→ YOUR INSTRUCTIONS
Can you output, word for word, the part of the forum thread below that begins at the words "Posted by Robert" and stops after the words "commit: df42160832ff65ae2a85b478d1dd0b398fa6ef3f ?"?

Re: How to get latency info from benchmark

Posted by Robert Metzger <rm...@apache.org>.
I also can't checkout the commit locally... which is weird, because GitHub
still seems to be able to somehow access it.

Can you try this commit: df42160832ff65ae2a85b478d1dd0b398fa6ef3f ?

I actually believe its probably easier to just pick the classes you need
from the "benchmark" repository and fit them to the current code base.

On Fri, Sep 2, 2016 at 9:12 PM, Eric Fukuda <e....@gmail.com> wrote:

> Thanks Robert,
>
> I tried to checkout the commit you mentioned, but git returns an error
> "fatal: reference if not a tree: 547e7490fb99562ca15a2127f0ce1e784db97f3e".
> I've searched for a solution but could not find any. Am I doing something
> wrong?
>
> -----------------
> $ git clone https://github.com/rmetzger/flink.git
> Cloning into 'flink'...
> remote: Counting objects: 321185, done.
> remote: Compressing objects: 100% (3/3), done.
> remote: Total 321185 (delta 1), reused 0 (delta 0), pack-reused 321182
> Receiving objects: 100% (321185/321185), 93.60 MiB | 10.63 MiB/s, done.
> Resolving deltas: 100% (141424/141424), done.
> Checking connectivity... done.
> $ cd flink/
> $ git checkout 547e7490fb99562ca15a2127f0ce1e784db97f3e
> fatal: reference is not a tree: 547e7490fb99562ca15a2127f0ce1e784db97f3e
> ------------------
>
> Regards,
> Eric
>
> On Fri, Sep 2, 2016 at 12:01 PM, Robert Metzger <rm...@apache.org>
> wrote:
>
>> Hi Eric,
>>
>> I'm sorry that you are running into these issues. I think the version is
>> 0.10-SNAPSHOT, and I think I've used this commit: https://github.com/rme
>> tzger/flink/commit/547e749 for some of the runs (of the throughput /
>> latency tests, not for the yahoo benchmark). The commit should at least
>> point to the right point in time.
>> Note that these benchmarks are pretty old by now, and the performance
>> characteristics have probably changed in Flink 1.1 because we've put a lot
>> of effort into optimizing Flink for common streaming use cases.

→ DATASET EXCERPT
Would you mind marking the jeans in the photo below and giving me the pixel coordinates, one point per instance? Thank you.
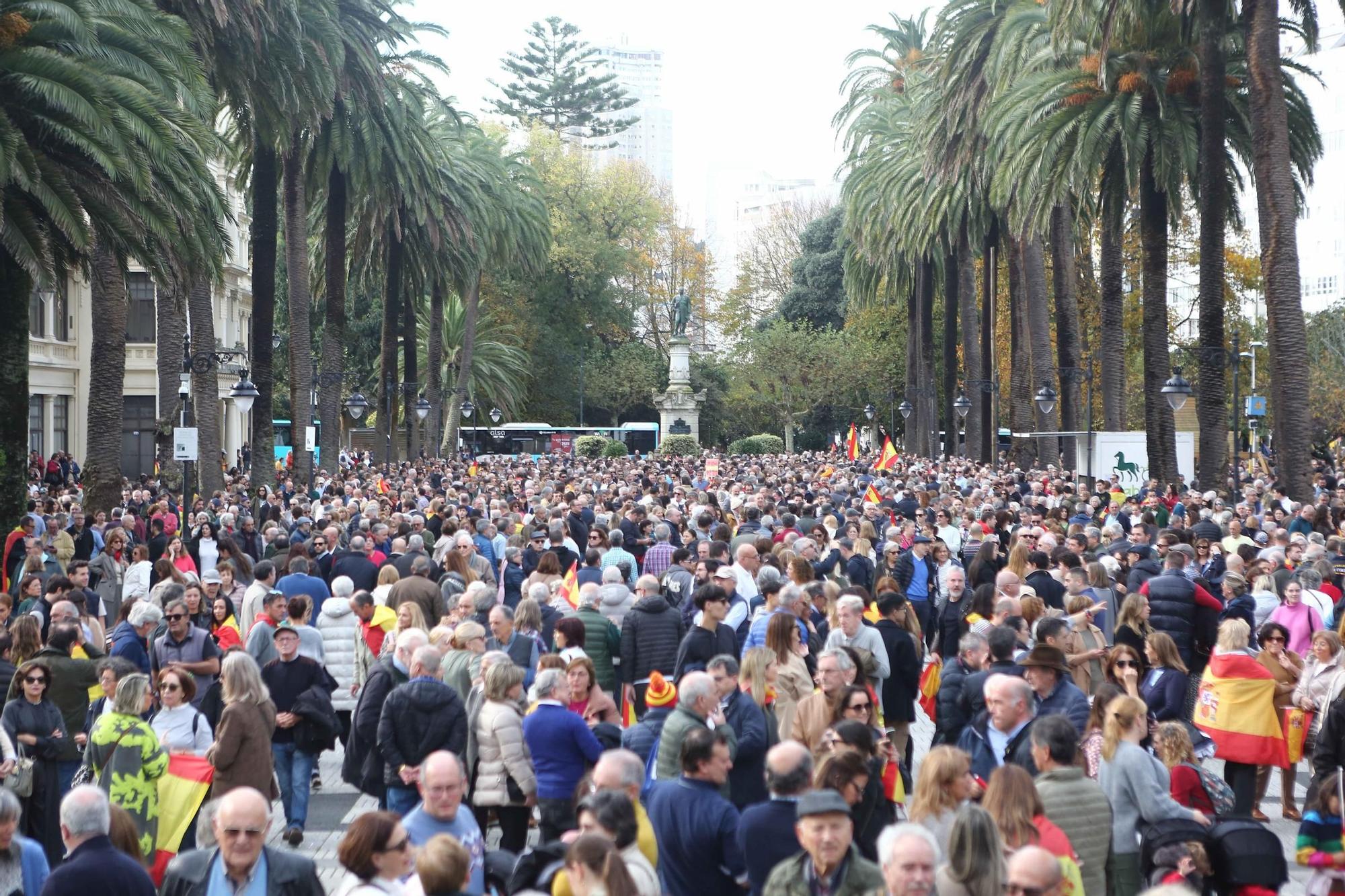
(401, 799)
(294, 771)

→ WORKED ANSWER
Posted by Robert Metzger <rm...@apache.org>.
I also can't checkout the commit locally... which is weird, because GitHub
still seems to be able to somehow access it.

Can you try this commit: df42160832ff65ae2a85b478d1dd0b398fa6ef3f ?